- **Page extract**

== Segment start ==

Document Type : Original Article


1 Poison Control and Pharmacovigilance Centre of Morocco, Rabat, Morocco. Ibn Tofail University, Faculty of Sciences, Kénitra, Morocco

2 Poison Control and Pharmacovigilance Centre of Morocco, Rabat, Morocco

3 Ibn Tofail University, Faculty of Sciences, Kénitra, Morocco

4 Poison Control and Pharmacovigilance Centre of Morocco, Rabat, Morocco. Mohammed V- Souissi University, Faculty of Medicine, Rabat, Morocco


Background: Poison Control Centre of Morocco (MPCC) plays a key role in promoting health. This study was aimed to demonstrate the role of the MPCC in improving public health and poisoning management.

== Segment end ==

- **The task**
Write out the article header on the Poison Control Centre of Morocco word for word, keeping every line.

- **Exercise data**
== Segment start ==

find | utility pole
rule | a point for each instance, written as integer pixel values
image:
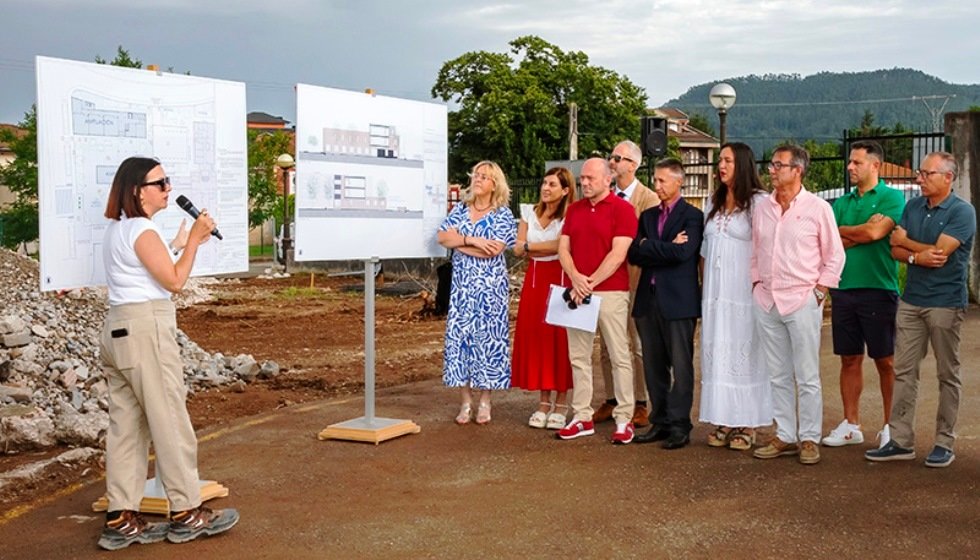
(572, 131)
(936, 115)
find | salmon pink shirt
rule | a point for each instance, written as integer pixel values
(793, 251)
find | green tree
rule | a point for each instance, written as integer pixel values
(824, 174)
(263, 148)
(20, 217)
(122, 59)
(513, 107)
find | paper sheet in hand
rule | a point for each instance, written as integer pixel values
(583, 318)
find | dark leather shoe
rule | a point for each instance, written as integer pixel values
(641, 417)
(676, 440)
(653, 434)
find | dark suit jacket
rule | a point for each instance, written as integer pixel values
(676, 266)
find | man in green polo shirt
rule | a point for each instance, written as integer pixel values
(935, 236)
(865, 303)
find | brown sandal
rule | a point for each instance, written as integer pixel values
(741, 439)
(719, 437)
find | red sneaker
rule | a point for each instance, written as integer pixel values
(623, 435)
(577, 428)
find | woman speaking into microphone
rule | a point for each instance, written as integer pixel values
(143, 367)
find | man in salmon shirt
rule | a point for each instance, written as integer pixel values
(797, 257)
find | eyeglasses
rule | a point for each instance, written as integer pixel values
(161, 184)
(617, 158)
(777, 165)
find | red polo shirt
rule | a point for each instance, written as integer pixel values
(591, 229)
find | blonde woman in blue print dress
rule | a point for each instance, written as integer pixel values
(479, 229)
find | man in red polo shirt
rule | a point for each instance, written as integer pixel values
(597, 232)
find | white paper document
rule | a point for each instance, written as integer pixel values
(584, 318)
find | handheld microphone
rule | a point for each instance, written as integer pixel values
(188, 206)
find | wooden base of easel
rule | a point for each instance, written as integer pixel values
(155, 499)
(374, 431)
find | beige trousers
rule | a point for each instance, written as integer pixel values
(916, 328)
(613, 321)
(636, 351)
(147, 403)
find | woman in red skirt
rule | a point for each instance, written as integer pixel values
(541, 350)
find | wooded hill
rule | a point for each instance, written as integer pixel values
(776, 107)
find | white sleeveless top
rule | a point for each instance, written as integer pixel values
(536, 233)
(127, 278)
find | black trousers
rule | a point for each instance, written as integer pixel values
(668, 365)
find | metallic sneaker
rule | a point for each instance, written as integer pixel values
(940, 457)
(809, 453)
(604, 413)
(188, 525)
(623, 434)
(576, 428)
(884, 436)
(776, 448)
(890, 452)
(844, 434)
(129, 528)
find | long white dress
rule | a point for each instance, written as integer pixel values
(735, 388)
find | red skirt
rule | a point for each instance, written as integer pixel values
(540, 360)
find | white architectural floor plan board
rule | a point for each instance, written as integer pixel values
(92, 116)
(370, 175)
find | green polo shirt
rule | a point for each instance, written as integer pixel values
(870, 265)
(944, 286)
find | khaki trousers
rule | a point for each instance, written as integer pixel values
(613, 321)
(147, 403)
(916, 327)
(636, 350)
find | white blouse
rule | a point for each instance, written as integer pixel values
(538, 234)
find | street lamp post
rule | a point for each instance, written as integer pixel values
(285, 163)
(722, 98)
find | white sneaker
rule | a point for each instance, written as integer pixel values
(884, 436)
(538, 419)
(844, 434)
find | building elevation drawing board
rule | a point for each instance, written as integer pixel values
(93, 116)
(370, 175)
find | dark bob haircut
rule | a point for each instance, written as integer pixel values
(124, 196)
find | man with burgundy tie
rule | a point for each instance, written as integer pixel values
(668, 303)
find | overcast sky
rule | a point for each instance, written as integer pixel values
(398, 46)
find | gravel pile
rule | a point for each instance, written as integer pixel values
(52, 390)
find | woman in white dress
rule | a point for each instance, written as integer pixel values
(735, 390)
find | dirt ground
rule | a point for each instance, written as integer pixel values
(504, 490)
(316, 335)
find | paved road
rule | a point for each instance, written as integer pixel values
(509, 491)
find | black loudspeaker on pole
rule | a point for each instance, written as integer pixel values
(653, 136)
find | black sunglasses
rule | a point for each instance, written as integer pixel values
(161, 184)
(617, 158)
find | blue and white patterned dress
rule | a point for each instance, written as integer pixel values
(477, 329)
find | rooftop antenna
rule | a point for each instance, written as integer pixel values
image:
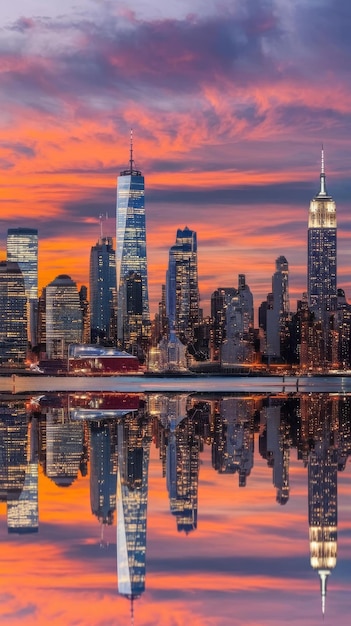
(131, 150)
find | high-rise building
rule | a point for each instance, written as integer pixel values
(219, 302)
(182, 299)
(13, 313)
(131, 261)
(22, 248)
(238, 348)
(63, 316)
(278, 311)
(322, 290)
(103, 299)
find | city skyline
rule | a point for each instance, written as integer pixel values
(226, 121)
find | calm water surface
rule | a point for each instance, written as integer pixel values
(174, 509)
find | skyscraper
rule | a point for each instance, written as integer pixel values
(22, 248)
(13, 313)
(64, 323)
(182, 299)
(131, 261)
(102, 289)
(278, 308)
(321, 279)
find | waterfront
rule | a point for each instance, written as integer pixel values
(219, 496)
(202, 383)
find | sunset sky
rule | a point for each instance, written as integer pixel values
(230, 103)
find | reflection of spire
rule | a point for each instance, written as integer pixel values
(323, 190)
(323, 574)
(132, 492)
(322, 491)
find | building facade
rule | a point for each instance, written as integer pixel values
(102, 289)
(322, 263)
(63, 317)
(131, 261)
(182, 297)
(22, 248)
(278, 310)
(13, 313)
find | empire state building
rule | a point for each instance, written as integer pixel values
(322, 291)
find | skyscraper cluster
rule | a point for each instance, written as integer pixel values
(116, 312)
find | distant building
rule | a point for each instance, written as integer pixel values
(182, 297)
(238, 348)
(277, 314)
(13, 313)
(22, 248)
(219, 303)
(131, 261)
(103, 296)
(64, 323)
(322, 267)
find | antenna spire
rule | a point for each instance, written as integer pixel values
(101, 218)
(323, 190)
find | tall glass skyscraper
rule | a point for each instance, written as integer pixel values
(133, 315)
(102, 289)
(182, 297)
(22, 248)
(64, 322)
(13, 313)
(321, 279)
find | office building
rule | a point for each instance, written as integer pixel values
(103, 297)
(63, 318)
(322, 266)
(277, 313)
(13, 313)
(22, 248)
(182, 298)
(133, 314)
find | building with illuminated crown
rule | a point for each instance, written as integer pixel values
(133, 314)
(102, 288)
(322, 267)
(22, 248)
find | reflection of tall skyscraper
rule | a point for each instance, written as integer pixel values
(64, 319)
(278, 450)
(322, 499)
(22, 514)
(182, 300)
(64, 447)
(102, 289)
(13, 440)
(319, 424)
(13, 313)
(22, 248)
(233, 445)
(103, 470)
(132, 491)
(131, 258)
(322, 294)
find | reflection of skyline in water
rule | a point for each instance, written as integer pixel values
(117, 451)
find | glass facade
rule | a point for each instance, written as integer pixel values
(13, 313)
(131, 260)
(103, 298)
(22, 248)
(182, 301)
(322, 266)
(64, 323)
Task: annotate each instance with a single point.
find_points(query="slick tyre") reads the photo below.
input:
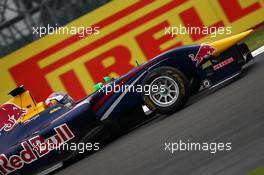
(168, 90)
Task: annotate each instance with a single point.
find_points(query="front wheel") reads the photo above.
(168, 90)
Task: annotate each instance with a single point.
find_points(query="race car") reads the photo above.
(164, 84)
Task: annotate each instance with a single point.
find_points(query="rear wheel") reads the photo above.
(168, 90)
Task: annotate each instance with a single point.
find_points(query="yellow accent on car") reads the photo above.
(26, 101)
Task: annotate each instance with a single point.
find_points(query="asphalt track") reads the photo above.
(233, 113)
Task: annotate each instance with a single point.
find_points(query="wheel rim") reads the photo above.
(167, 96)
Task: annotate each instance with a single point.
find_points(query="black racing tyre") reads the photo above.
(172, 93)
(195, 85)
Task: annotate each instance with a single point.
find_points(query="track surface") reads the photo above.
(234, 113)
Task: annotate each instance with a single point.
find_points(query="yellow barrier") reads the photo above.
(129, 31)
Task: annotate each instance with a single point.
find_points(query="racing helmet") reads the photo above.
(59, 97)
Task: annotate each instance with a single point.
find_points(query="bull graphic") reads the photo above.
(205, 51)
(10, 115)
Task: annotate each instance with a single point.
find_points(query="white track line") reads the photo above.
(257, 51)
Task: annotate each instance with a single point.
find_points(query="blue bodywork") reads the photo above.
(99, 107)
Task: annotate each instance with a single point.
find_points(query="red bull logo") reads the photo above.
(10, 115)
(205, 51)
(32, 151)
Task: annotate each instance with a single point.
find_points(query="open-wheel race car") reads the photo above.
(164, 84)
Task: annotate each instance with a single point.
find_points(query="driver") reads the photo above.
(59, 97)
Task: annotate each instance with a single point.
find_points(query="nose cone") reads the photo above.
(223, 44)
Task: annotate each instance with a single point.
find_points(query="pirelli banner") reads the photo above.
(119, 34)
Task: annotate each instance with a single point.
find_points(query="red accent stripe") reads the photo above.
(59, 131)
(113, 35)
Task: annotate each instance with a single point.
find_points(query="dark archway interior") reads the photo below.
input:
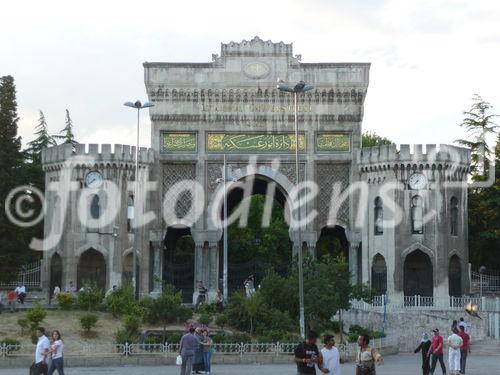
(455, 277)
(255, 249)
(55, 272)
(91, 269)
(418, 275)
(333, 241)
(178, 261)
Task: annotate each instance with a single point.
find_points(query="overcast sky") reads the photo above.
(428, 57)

== Segment end ==
== Segment start ==

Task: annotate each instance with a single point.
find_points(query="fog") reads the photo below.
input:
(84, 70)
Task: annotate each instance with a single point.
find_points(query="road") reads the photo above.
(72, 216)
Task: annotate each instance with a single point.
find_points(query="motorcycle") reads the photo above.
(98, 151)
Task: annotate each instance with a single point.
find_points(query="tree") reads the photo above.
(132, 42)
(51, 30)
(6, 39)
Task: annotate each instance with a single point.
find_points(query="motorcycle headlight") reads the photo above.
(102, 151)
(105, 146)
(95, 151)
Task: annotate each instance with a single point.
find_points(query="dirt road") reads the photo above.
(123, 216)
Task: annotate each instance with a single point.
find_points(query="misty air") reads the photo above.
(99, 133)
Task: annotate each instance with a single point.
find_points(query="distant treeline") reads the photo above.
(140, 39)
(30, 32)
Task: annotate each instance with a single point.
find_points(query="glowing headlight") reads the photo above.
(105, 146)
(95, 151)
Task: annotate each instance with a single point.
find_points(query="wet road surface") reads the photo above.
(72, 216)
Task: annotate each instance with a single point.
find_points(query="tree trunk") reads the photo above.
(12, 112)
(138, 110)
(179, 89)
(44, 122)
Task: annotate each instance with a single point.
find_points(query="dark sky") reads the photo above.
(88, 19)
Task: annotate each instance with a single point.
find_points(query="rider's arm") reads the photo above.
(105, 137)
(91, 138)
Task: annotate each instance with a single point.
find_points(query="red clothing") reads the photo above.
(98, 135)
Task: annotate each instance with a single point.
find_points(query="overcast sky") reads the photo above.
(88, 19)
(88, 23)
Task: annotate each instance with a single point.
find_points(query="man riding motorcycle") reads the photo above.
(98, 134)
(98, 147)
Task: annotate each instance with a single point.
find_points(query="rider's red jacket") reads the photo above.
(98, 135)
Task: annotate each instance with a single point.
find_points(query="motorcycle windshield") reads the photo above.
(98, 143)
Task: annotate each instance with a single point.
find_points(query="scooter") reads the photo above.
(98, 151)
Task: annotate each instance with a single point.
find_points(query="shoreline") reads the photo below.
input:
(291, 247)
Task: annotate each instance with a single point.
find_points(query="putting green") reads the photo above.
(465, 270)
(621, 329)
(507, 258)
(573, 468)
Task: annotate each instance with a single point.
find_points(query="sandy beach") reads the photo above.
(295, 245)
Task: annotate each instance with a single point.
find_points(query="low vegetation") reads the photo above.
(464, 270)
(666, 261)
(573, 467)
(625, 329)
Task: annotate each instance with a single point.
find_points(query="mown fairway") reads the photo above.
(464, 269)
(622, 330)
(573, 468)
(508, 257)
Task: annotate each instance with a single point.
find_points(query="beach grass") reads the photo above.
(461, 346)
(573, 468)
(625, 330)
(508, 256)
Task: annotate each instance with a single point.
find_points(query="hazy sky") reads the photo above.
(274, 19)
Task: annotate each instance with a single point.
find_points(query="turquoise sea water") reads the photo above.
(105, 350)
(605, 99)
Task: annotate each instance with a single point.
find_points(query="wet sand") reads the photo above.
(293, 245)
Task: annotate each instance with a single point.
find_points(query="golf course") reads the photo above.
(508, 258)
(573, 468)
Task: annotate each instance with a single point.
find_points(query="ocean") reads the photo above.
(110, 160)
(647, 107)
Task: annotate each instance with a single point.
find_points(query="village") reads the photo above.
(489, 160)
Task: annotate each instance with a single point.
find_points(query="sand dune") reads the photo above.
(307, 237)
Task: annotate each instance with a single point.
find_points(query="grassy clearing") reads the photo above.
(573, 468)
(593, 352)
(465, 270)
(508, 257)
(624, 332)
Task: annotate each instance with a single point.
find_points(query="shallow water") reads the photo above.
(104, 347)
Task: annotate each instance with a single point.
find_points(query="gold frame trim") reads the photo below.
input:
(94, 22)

== Segment end ==

- **Your solution**
Document Type : Original Article


1 Poison Control and Pharmacovigilance Centre of Morocco, Rabat, Morocco. Ibn Tofail University, Faculty of Sciences, Kénitra, Morocco

2 Poison Control and Pharmacovigilance Centre of Morocco, Rabat, Morocco

3 Ibn Tofail University, Faculty of Sciences, Kénitra, Morocco

4 Poison Control and Pharmacovigilance Centre of Morocco, Rabat, Morocco. Mohammed V- Souissi University, Faculty of Medicine, Rabat, Morocco


Background: Poison Control Centre of Morocco (MPCC) plays a key role in promoting health. This study was aimed to demonstrate the role of the MPCC in improving public health and poisoning management.